Exact copies of the records below are required.
--- PROVIDED RECORDS ---
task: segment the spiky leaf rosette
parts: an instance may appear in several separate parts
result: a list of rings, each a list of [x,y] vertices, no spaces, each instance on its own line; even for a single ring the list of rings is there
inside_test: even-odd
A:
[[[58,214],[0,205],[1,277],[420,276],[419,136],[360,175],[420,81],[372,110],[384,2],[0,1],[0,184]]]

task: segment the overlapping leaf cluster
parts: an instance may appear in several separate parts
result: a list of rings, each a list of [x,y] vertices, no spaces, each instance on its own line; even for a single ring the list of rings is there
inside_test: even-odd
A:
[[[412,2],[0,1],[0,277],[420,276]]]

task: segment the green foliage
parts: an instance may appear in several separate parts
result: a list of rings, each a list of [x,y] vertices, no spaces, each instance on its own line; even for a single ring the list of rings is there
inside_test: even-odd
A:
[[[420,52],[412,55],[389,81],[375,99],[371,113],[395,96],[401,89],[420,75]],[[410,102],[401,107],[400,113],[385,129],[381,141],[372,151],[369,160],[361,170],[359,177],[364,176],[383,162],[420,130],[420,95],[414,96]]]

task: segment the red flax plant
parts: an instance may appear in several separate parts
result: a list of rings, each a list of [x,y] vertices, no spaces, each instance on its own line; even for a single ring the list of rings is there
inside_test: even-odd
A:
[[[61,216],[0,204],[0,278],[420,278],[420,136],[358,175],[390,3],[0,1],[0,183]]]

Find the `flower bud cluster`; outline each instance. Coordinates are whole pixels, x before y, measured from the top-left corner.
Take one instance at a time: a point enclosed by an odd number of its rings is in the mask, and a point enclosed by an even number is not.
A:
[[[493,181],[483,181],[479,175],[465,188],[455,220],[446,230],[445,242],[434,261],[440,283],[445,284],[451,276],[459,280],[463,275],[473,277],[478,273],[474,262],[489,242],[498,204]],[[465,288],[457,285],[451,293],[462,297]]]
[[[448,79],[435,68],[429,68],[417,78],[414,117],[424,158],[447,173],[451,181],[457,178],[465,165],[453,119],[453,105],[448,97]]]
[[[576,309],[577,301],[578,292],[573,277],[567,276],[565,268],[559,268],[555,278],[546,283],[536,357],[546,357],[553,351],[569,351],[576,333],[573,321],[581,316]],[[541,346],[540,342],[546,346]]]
---
EXERCISE RESULT:
task: segment the spiky leaf rosette
parts: an instance may appear in several separate parts
result: a list of rings, each a list of [x,y] vertices, no spaces, each instance on its own line; even for a single ring the list of rings is there
inside_test: even-odd
A:
[[[58,214],[0,205],[1,277],[420,276],[419,136],[360,175],[420,81],[372,110],[384,2],[0,1],[0,184]]]

task: segment the overlapping leaf cluster
parts: an instance may appear in several separate parts
result: a list of rings, each a list of [x,y] vertices, no spaces, each instance on its own line; even for a single ring the list of rings is there
inside_test: even-odd
A:
[[[412,2],[0,1],[0,277],[420,276]]]

task: segment the green foliage
parts: an instance may appear in several separate parts
result: a list of rings, each a list of [x,y] vertices, no spaces, each instance on its own line; even for a single ring the list of rings is there
inside_test: even-odd
A:
[[[420,52],[412,55],[389,81],[375,99],[371,113],[395,96],[401,89],[420,75]],[[410,102],[401,107],[400,113],[385,129],[381,141],[372,151],[369,160],[361,170],[359,177],[364,176],[383,162],[420,130],[420,95],[414,96]]]

task: segment the red flax plant
parts: an instance may appear in several separate parts
result: a list of rings, each a list of [x,y] vertices, no spaces, each instance on its own line; even for a single ring the list of rings is there
inside_test: even-odd
A:
[[[61,216],[0,204],[0,278],[420,278],[420,136],[358,175],[390,3],[0,1],[0,183]]]

Find the `flower bud cluster`; outline each instance. Coordinates are whole pixels, x before y, measured from the top-left corner.
Take one instance at a time: a point enclosed by an odd number of its rings is in the mask, and a point enclosed by an even number is not.
A:
[[[493,181],[483,181],[479,175],[465,188],[455,220],[446,230],[445,242],[434,261],[440,283],[445,284],[451,276],[459,280],[463,275],[473,277],[478,273],[474,262],[489,242],[498,204]],[[465,288],[457,285],[451,293],[462,297]]]
[[[448,79],[435,68],[429,68],[417,78],[414,117],[424,158],[447,173],[451,181],[457,178],[465,165],[453,119],[453,105],[448,97]]]
[[[576,309],[577,301],[578,292],[573,277],[567,276],[565,268],[559,268],[555,278],[546,283],[536,357],[546,357],[553,351],[569,351],[576,333],[573,321],[581,316]],[[541,346],[540,342],[546,346]]]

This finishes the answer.